Prompt A:
Answer these questions using the project write-up on Reddit "Great Goal" posts:
(i) Which subreddit supplied the posts?
(ii) Which file holds the core ingestion logic?
(iii) What was treated as the strongest indicator of which team scored the highlighted goal?
Prompt B: Extend the project write-up on Reddit "Great Goal" posts past its last sentence, keeping its headings and style.

--- Source passage ---

This project began with a simple football question:

Do Tottenham Hotspur concede more “Great Goals” than other Premier League teams?

The idea was to use Reddit highlight posts labeled “Great Goal” as a proxy for spectacular goals and compare how often teams appear as the conceding side versus the scoring side. If reliable, this could offer an interesting, fan-driven perspective on defensive vulnerability and attacking flair.

Over the course of building the data pipeline, however, it became clear that answering this question responsibly required first answering a more fundamental one:

Is Reddit search data a reliable source for reconstructing historical Premier League goal events?

This repository documents that investigation.


Data Source

  • Platform: Reddit
  • Subreddit: r/soccer
  • Signal: Posts using the “Great Goal” flair
  • Access method: Unauthenticated Reddit JSON search endpoint

The dataset was never intended to be scraped indiscriminately; instead, the goal was to construct a reproducible pipeline that could retrieve, parse, and filter posts under real-world API constraints.


Pipeline Design

The core ingestion logic lives in src/full_season_scraper.py and demonstrates:

  • Paginated querying using Reddit’s search.json endpoint
  • Rate limiting and defensive request handling
  • Filtering posts by flair and subreddit
  • Extracting structured information from unstructured titles:
    • Teams
    • Scores (including bracketed score conventions)
    • Goal scorer
    • Minute scored (including added time)
  • Filtering to Premier League vs Premier League fixtures using a curated alias map (pl_teams.py)

This pipeline reflects realistic data engineering tradeoffs when working with third-party APIs that are not designed for historical analysis.


Parsing Strategy

Reddit post titles often follow patterns such as:

  • Chelsea [1] - 0 Liverpool – Moisés Caicedo 14’
  • Brighton 1 - [1] Newcastle United – Nick Woltemade 76’

The project implemented regex-based parsing to extract:

  • Home team
  • Away team
  • Score state immediately after the goal
  • Goal scorer and minute

When present, bracketed scores were treated as the strongest indicator of which team scored the highlighted goal.

Despite this, many titles remain ambiguous due to:

  • Inconsistent formatting
  • Missing brackets
  • Equalizers without explicit indicators
  • Editorial text mixed into titles

Ambiguous cases were intentionally left unresolved rather than force-labeled.


The Original Analysis Goal

Using the parsed data, the initial plan was to:

  • Identify the scoring team and conceding team for each “Great Goal”
  • Aggregate results by club
  • Compare Tottenham Hotspur’s conceded “Great Goals” against other EPL teams

At a glance, early aggregates appeared promising.

However, deeper validation revealed fundamental issues.


Key Feasibility Findings

Through multiple iterations of scraping, parsing, and aggregation, the following constraints became unavoidable:

1. Incomplete Historical Coverage

Reddit search endpoints impose undocumented limits on how far back results can be retrieved, even with pagination. This makes it impossible to guarantee season-level completeness.

--- Raw records ---

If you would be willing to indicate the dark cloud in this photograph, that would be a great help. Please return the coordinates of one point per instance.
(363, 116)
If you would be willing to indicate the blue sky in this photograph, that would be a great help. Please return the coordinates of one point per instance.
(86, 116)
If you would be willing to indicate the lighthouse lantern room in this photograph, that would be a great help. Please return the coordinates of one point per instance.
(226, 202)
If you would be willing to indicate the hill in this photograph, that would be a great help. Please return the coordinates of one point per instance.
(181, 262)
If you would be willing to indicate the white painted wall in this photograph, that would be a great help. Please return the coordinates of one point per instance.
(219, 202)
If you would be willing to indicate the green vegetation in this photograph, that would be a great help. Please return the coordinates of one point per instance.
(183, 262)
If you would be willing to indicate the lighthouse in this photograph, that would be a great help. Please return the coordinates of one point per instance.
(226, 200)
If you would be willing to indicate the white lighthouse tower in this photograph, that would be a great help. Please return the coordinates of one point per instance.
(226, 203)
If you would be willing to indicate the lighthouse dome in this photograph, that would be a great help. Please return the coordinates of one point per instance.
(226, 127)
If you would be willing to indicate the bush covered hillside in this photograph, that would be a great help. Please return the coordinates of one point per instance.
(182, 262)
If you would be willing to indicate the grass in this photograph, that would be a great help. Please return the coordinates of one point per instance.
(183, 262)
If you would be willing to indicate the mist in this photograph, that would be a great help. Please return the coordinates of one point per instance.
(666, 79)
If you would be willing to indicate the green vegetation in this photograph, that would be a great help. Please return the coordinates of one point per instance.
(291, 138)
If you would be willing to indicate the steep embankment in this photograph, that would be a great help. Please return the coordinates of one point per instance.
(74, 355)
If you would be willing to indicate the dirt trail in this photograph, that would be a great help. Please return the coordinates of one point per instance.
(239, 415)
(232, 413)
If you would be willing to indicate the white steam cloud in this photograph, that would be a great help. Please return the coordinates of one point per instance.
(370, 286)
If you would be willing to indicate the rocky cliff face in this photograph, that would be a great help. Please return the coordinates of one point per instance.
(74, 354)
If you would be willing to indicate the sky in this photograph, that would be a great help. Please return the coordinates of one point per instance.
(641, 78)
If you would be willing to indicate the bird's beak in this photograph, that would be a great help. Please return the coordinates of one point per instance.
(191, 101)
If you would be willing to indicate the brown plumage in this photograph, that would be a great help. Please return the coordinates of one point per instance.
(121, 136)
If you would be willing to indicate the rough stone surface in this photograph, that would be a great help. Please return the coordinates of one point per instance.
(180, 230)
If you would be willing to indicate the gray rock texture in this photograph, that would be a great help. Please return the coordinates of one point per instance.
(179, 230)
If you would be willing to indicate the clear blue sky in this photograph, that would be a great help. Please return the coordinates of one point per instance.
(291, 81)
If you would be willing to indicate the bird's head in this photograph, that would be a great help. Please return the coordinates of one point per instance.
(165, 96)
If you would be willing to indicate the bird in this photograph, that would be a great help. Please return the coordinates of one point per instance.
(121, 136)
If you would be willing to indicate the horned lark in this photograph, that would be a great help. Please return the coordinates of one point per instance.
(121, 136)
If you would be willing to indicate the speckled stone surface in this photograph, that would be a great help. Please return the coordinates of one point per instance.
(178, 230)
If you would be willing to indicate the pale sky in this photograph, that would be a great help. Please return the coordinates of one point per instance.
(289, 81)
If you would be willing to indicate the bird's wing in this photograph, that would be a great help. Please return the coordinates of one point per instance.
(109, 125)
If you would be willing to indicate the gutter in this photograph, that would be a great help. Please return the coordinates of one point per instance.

---

Task response A:
(i) r/soccer
(ii) src/full_season_scraper.py
(iii) Bracketed scores, when present

Task response B:
2. Duplicate and Reposted Content

The same goal frequently appears multiple times with slightly different titles, timestamps, or contexts. Without external ground truth, deduplication cannot be done reliably.

3. Ambiguous Goal Attribution

Even with bracket logic, a non-trivial share of posts cannot be confidently classified as “scored” vs “conceded” without match-event data.

4. Sampling Bias

Only goals perceived as “great” by users — and flaired as such — appear in the dataset. This introduces subjective and engagement-driven bias that varies by team and era.


Conclusion

While Reddit “Great Goal” posts are a rich qualitative signal for fan engagement and highlight culture, they cannot be used as a reliable standalone dataset for reconstructing historical Premier League goal events.

As a result, the original Tottenham comparison question cannot be answered responsibly using this data alone.

This conclusion is not a failure of implementation, but a necessary outcome of rigorous data evaluation.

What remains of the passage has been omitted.